* start Supplied records *

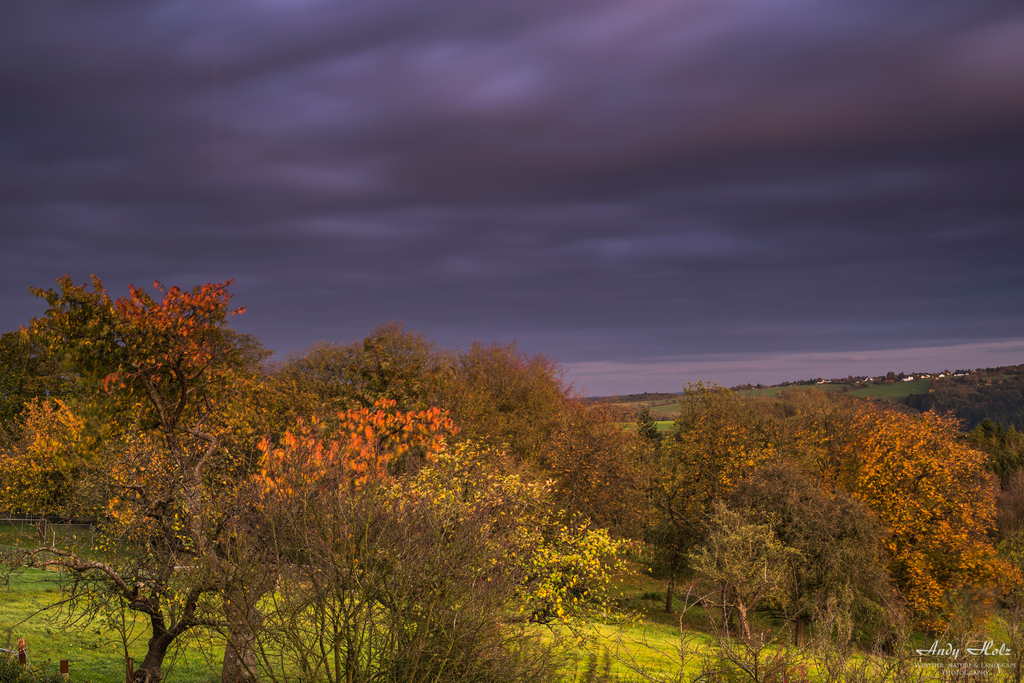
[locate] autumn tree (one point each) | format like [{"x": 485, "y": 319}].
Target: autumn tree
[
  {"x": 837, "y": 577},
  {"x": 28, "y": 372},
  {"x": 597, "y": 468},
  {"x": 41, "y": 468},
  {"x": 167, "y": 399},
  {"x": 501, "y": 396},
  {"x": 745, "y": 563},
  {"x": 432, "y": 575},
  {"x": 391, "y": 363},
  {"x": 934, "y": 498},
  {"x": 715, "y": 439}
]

* end Supplied records *
* start Supplied records *

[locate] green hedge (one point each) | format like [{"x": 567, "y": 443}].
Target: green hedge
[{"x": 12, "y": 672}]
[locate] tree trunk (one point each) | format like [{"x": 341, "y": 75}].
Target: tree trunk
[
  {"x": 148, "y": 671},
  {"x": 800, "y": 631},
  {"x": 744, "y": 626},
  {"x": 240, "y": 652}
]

* end Supplied records *

Goal:
Report every line of the records above that contains the string "trunk", copying each such line in full.

Task output:
[locate] tree trunk (one point each) | format like [{"x": 341, "y": 75}].
Target: tree trunk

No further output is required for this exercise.